### [Task goal]
Each line that contains the word "treeline" counts once; give the total for the records below and nothing else.
....
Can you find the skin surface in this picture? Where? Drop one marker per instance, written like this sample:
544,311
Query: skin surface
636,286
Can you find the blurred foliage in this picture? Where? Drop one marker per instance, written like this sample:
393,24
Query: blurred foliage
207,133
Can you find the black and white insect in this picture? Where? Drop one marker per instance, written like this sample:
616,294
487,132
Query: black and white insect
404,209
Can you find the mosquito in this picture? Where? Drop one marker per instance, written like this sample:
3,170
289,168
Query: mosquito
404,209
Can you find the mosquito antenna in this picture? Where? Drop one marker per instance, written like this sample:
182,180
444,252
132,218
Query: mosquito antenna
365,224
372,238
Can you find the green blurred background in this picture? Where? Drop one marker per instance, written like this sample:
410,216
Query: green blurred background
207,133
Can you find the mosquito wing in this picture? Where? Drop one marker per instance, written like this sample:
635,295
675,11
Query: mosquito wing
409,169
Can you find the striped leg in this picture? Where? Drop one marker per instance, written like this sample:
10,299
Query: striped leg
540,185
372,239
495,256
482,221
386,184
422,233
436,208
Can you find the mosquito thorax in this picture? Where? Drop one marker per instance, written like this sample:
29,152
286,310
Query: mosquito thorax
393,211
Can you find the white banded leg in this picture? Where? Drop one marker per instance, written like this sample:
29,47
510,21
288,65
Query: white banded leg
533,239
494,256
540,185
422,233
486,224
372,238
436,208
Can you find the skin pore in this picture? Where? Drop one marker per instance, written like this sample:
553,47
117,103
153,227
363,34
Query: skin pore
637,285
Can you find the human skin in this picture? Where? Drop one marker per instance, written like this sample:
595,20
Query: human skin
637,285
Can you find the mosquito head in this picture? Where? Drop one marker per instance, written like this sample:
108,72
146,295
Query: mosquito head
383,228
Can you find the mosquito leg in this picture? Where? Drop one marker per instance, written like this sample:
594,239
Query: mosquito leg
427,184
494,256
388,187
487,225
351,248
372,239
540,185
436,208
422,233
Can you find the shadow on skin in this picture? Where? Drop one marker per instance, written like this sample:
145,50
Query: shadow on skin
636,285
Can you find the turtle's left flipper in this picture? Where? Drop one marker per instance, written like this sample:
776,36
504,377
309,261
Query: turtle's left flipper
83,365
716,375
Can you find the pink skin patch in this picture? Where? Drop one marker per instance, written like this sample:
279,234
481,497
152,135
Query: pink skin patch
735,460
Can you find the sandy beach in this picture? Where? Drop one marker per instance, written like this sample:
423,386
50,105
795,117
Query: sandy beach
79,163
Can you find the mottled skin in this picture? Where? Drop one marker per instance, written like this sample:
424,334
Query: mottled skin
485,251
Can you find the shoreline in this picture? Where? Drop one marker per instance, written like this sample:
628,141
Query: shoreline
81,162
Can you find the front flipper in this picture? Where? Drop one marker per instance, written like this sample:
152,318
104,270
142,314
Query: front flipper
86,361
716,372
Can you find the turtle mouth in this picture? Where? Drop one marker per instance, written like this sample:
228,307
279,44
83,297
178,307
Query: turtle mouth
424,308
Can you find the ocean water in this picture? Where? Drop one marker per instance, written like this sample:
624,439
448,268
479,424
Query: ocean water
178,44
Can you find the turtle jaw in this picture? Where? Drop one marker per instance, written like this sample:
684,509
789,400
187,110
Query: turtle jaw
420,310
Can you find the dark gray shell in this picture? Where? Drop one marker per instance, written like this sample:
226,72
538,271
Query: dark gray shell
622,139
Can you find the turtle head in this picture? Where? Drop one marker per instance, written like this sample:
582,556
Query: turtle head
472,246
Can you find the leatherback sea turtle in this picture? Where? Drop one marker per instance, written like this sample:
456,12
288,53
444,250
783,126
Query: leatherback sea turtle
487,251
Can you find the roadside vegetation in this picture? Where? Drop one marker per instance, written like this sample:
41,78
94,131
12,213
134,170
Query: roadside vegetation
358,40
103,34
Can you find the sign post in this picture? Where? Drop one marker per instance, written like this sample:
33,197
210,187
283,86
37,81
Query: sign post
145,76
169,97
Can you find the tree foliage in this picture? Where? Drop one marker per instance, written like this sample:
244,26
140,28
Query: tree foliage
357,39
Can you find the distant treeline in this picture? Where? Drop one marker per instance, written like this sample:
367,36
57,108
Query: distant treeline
....
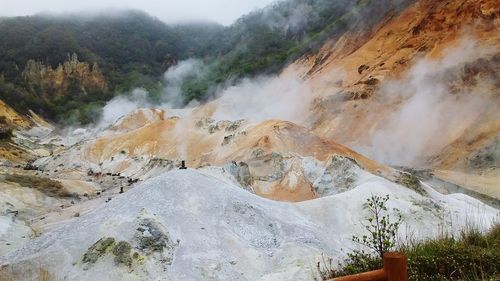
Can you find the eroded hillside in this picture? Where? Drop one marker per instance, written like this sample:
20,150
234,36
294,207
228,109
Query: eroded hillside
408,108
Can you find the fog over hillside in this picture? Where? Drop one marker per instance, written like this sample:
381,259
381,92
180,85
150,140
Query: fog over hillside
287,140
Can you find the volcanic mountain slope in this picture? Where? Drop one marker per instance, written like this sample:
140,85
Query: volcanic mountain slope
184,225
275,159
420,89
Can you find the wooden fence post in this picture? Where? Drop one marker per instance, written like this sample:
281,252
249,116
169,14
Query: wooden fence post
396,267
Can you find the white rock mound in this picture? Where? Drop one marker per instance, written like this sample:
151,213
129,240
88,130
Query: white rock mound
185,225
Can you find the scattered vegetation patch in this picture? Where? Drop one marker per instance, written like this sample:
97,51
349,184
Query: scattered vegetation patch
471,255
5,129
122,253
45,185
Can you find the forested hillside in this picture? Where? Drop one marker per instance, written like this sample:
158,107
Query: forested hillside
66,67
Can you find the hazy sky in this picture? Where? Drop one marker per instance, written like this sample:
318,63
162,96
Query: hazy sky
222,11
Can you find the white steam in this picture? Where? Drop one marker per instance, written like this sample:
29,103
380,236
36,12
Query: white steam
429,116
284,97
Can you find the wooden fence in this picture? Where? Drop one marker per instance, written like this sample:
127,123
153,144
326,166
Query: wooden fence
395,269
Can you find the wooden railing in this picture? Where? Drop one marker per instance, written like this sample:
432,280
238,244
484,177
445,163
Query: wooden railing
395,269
....
### [Answer below]
2